EXERCISE GOAL –
Write the line that includes "Teacher note: indicate the girl's arm" and all subsequent lines, exactly as written, and nothing more.

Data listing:
◆ ◆ ◆ ◆ ◆ ◆ ◆
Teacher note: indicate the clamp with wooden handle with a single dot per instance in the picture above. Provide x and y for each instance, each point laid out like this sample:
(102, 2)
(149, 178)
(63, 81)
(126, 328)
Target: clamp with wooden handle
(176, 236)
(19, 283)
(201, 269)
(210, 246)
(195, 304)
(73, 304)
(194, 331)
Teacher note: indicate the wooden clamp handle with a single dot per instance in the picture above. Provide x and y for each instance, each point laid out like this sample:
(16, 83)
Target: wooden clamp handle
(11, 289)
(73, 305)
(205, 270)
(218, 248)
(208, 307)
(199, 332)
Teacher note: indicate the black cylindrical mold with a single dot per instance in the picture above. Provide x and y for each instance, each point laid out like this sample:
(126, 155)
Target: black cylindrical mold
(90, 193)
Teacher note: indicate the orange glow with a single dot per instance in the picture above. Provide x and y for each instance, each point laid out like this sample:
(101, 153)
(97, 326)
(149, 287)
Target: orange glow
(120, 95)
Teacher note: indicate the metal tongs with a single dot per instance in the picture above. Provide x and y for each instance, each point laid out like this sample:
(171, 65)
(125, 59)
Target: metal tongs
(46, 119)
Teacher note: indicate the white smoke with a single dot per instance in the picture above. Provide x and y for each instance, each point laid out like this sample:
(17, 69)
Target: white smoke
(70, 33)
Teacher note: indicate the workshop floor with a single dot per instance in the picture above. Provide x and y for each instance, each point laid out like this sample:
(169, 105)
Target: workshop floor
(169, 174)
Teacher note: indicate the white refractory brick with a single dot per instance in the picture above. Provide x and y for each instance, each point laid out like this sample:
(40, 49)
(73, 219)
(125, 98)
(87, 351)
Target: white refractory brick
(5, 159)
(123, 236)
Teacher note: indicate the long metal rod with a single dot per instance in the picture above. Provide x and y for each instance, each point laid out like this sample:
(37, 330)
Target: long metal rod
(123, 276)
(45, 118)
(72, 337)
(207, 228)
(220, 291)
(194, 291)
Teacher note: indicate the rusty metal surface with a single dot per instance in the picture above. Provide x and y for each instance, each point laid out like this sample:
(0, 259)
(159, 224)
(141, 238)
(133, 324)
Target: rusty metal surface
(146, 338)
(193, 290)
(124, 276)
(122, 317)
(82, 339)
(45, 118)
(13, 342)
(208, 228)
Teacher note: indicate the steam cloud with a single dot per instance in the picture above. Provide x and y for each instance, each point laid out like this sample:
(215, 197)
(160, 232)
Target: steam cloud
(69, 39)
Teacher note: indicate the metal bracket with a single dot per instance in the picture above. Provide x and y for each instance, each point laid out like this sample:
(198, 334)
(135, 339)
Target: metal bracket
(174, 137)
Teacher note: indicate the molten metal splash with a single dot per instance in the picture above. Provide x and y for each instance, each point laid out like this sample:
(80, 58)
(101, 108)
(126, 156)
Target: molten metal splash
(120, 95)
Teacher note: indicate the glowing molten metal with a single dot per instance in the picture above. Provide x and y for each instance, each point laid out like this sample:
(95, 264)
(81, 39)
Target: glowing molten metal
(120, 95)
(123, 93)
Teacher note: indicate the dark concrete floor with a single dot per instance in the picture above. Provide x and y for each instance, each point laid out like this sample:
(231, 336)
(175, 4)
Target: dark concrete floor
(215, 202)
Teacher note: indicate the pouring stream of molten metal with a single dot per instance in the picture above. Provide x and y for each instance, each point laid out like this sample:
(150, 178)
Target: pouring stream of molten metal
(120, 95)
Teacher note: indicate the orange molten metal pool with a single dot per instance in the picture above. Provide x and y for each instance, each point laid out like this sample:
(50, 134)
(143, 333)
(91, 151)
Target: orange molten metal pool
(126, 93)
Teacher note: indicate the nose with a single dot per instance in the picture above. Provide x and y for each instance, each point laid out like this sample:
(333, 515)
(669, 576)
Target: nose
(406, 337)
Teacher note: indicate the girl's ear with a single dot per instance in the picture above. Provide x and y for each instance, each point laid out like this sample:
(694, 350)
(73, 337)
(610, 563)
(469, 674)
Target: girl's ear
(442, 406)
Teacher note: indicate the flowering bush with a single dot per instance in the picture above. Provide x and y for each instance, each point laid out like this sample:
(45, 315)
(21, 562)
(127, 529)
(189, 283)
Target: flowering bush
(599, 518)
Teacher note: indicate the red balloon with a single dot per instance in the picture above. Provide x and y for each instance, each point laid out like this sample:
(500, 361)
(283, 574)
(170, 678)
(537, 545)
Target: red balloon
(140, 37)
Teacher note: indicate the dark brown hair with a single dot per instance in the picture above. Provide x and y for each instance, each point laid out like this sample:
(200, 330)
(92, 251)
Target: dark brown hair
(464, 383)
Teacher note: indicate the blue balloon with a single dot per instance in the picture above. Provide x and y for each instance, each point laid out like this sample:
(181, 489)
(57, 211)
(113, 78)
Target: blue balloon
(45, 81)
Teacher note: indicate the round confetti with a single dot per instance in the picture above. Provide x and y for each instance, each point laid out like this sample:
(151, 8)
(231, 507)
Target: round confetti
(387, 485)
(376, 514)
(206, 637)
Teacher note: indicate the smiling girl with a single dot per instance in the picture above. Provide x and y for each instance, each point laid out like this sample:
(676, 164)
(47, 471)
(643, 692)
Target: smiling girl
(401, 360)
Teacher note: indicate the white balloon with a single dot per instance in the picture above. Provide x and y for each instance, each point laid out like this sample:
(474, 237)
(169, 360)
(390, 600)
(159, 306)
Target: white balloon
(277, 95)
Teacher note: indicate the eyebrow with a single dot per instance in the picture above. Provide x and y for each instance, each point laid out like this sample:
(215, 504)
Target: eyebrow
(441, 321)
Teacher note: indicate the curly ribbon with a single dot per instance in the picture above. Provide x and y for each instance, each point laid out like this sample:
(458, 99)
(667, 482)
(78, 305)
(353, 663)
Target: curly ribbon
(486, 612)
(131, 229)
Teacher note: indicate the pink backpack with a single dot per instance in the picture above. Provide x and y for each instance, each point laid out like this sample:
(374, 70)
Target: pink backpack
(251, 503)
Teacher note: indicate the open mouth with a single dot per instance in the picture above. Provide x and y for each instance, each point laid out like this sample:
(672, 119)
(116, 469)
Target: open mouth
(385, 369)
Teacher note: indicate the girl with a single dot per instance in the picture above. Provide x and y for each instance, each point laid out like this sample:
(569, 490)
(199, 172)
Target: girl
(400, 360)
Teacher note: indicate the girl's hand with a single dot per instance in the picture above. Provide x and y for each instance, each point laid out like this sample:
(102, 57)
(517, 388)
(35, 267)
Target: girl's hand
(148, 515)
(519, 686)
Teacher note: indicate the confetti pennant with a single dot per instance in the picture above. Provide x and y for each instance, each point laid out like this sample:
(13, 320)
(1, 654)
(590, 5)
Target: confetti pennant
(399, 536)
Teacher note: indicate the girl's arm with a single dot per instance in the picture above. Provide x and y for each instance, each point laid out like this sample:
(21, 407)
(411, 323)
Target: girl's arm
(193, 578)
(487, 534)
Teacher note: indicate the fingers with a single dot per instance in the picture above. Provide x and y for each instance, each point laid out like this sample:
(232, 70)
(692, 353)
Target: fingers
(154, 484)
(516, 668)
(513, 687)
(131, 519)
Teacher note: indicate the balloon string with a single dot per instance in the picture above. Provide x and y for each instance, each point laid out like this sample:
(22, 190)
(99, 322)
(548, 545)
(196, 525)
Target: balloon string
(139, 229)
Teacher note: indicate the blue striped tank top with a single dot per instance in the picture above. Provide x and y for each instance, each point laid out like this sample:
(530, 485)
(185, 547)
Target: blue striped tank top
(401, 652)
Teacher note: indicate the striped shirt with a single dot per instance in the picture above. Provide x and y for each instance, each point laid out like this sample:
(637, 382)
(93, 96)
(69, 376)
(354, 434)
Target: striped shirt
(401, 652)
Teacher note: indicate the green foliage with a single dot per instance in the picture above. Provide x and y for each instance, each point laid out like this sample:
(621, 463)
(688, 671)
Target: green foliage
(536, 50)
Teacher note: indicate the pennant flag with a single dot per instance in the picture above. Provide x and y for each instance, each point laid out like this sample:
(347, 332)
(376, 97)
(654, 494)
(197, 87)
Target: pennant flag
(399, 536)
◆ ◆ ◆ ◆ ◆ ◆ ◆
SOLUTION FOR THIS TASK –
Teacher note: indicate the girl's arm with a single dot per instance in the picture above. Provide x and y for each instance, each point laid out like this sample:
(21, 407)
(411, 323)
Target: girl's arm
(193, 578)
(487, 534)
Teacher note: indicate the fingers with a single dot per instance in the picture above. Provide x and y for each instance, each point laid out like this sample:
(232, 70)
(692, 353)
Target: fingers
(154, 484)
(516, 668)
(513, 687)
(131, 519)
Teacher note: indicate the balloon string with a single dot per instance in the picture above. Provide x and y for each instance, each point laid out like this sample:
(22, 190)
(99, 322)
(548, 545)
(196, 525)
Target: balloon string
(139, 229)
Teacher note: indicate the blue striped tank top with a single dot per instance in the picture above. Provide x and y for each instance, each point laid out like this sample:
(530, 485)
(185, 547)
Target: blue striped tank top
(401, 652)
Teacher note: indicate the striped shirt with a single dot per instance in the picture above. Provide x and y for each instance, each point laid out like this sample:
(637, 382)
(93, 96)
(69, 376)
(354, 434)
Target: striped shirt
(401, 652)
Teacher note: indicate the green foliage with a single dot per instance in the picture above. Provide x and y for each instance, each point laid out like this sample:
(621, 463)
(688, 671)
Target: green foliage
(536, 50)
Teacher note: indicate the pennant flag with a single dot per instance in the picture above. Provide x and y for each instance, each point laid out like this sample:
(347, 332)
(376, 97)
(654, 494)
(197, 87)
Target: pennant flag
(399, 536)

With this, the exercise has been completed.